** Start **

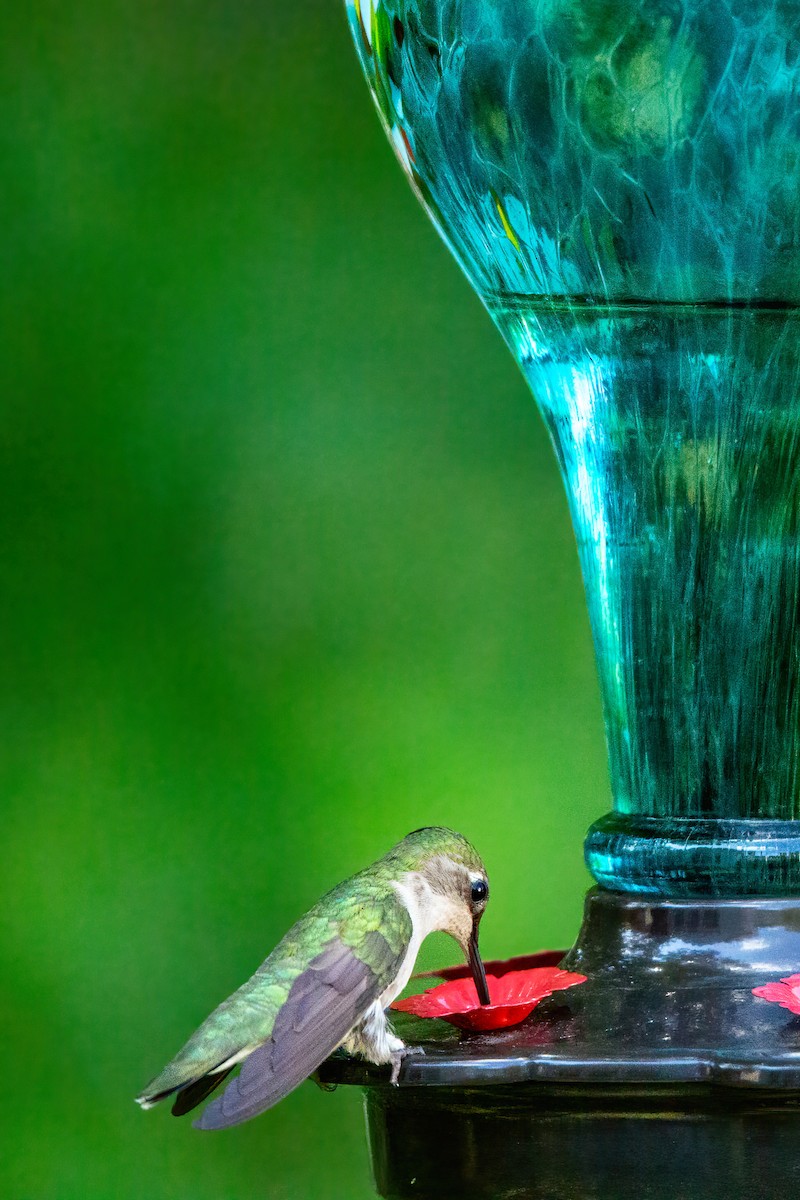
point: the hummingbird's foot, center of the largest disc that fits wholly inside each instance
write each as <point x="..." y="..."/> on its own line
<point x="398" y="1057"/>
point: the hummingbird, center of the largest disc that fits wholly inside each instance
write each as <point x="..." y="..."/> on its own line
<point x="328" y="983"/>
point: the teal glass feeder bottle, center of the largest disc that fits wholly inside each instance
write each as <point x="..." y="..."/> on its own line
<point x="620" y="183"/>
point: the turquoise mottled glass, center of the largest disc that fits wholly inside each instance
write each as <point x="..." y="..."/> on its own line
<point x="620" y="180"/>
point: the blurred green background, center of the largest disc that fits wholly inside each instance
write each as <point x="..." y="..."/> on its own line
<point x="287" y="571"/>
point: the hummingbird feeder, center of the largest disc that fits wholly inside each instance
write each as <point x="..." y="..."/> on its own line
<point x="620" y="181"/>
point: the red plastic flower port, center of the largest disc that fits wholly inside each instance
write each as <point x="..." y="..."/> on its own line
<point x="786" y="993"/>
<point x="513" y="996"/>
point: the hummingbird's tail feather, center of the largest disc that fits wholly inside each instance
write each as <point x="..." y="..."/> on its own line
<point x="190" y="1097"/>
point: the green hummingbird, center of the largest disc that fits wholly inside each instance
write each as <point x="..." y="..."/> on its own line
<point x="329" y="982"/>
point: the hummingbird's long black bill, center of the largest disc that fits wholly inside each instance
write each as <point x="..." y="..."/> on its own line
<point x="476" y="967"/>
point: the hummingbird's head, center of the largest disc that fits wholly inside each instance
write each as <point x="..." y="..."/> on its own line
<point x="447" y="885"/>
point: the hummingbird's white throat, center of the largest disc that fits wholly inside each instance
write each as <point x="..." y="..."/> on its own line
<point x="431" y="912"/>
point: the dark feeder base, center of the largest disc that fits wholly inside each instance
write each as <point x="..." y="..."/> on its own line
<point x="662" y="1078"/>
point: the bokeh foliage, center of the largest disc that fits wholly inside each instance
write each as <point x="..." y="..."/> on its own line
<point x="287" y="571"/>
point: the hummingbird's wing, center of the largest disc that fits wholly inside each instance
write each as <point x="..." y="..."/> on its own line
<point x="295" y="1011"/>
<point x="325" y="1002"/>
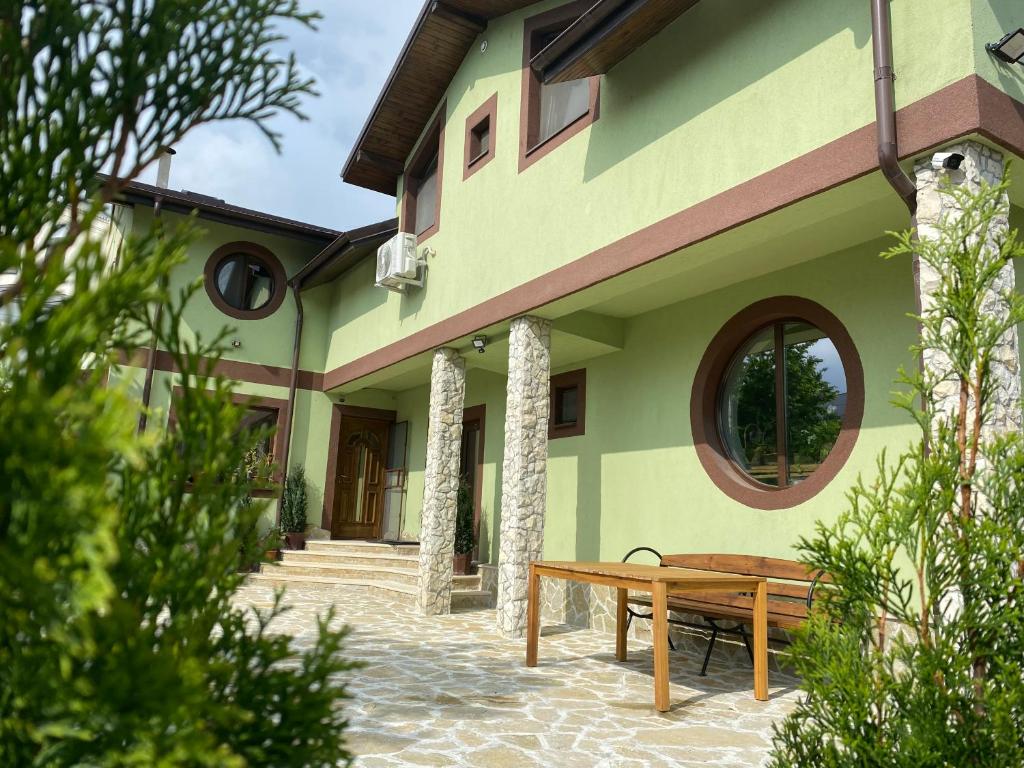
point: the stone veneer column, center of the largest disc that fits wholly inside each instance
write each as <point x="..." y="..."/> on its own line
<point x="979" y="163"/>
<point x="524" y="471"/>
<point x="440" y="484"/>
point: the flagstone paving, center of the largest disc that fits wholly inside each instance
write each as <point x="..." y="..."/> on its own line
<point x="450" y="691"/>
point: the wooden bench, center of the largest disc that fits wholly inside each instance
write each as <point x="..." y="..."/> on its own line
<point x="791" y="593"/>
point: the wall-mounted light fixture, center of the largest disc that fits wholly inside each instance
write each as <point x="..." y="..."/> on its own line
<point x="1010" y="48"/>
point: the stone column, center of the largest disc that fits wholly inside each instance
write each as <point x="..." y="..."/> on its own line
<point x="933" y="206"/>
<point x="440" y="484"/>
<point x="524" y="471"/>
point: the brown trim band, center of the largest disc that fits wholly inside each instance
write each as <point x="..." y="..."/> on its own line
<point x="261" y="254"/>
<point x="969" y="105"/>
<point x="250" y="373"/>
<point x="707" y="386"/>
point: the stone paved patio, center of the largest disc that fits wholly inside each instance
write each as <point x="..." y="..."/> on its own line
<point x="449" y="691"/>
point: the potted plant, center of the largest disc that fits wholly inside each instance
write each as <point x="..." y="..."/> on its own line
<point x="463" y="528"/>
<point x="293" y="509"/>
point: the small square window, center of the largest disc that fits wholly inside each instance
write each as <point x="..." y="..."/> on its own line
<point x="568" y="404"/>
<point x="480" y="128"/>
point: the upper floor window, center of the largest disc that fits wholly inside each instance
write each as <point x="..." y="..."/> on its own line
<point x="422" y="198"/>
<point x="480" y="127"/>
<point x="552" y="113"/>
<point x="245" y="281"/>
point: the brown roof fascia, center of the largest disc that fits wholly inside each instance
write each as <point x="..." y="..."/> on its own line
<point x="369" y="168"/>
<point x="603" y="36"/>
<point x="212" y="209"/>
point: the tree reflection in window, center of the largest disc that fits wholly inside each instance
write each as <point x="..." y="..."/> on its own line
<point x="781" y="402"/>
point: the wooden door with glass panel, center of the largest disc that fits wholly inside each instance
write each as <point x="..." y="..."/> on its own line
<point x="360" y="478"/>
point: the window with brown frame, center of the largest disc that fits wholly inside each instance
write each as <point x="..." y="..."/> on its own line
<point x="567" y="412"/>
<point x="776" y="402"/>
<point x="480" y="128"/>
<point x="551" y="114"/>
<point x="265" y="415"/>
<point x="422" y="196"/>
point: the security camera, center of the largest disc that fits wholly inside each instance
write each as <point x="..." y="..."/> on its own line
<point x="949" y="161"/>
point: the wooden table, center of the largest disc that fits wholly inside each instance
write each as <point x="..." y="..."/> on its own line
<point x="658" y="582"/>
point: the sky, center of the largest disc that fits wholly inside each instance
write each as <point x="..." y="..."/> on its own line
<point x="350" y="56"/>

** End **
** Start **

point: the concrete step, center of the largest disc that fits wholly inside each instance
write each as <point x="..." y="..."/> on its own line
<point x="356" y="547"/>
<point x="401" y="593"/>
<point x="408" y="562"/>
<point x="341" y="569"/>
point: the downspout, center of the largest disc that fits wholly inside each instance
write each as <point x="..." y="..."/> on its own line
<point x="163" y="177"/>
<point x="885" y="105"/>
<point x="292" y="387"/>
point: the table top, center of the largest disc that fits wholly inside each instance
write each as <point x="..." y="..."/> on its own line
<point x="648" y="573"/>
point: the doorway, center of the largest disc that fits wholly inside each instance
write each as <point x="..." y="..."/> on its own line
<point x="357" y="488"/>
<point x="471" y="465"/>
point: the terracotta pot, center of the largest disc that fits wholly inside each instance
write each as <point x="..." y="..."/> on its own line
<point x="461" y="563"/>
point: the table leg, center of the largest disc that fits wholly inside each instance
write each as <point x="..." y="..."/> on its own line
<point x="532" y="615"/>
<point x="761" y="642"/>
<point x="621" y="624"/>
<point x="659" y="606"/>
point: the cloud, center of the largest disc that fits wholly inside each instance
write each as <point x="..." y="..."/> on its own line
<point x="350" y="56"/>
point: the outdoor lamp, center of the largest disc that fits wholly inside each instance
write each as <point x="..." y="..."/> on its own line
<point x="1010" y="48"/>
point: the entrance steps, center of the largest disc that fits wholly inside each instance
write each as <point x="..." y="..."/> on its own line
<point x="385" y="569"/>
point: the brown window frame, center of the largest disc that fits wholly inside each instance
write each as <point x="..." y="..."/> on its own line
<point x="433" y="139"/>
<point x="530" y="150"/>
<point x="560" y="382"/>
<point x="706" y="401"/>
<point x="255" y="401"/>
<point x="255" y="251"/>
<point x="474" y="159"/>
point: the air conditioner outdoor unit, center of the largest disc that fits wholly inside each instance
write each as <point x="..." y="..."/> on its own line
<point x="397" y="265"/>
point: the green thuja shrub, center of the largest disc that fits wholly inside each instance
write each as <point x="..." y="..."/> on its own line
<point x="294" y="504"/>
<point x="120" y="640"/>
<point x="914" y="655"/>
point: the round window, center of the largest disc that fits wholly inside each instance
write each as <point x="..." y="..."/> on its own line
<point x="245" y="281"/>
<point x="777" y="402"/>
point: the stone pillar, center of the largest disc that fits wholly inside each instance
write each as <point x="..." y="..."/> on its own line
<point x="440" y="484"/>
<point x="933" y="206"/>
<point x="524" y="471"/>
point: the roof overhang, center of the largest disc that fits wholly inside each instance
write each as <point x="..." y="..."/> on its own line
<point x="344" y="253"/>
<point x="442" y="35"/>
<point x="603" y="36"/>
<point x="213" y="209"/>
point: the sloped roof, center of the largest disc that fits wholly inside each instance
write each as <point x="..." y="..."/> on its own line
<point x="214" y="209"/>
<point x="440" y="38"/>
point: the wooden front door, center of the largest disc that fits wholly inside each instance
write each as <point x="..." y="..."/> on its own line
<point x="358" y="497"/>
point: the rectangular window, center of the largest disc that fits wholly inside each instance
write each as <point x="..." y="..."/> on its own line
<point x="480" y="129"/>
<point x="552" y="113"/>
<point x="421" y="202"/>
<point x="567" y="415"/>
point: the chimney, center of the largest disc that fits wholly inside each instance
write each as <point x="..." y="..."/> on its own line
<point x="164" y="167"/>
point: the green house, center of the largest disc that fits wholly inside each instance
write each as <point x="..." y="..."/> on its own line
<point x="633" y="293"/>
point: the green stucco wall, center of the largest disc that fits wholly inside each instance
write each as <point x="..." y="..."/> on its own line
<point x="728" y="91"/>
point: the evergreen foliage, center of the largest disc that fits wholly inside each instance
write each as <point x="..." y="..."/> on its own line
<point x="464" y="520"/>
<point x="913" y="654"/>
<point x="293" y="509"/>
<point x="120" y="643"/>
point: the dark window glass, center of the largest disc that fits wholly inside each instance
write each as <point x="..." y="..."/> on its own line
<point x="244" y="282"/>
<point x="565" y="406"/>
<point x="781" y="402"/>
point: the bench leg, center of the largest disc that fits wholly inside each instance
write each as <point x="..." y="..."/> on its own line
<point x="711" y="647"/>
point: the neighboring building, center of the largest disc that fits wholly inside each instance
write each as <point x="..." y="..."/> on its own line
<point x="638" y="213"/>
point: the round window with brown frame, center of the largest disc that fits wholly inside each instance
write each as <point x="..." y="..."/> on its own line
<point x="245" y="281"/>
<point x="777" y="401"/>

** End **
** Start **

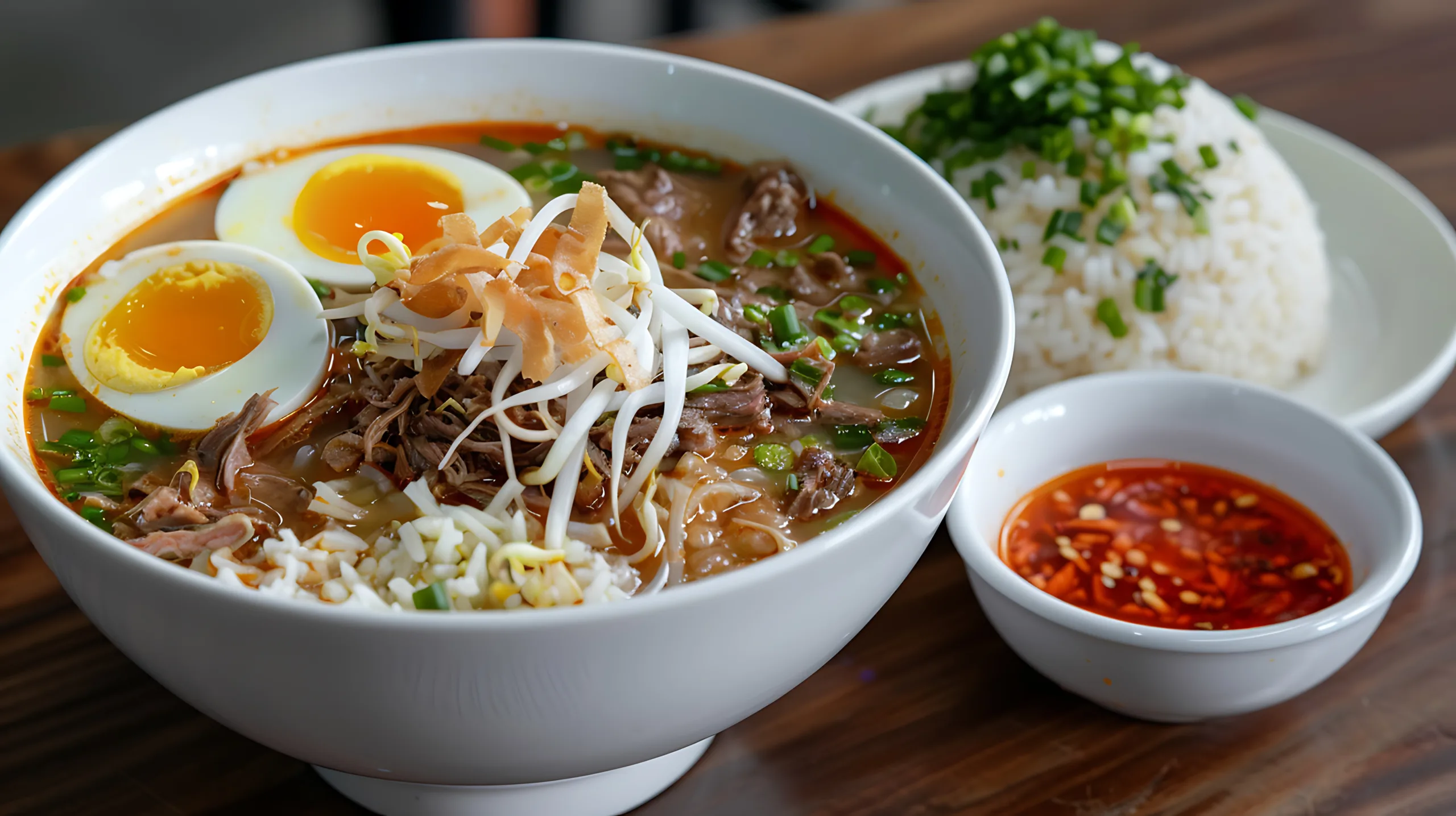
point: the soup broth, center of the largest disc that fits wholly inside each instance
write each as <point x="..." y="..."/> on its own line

** End **

Your objective: Count the lines in the material that contain the string "frame", and reply with the number only.

Solution to this task: 3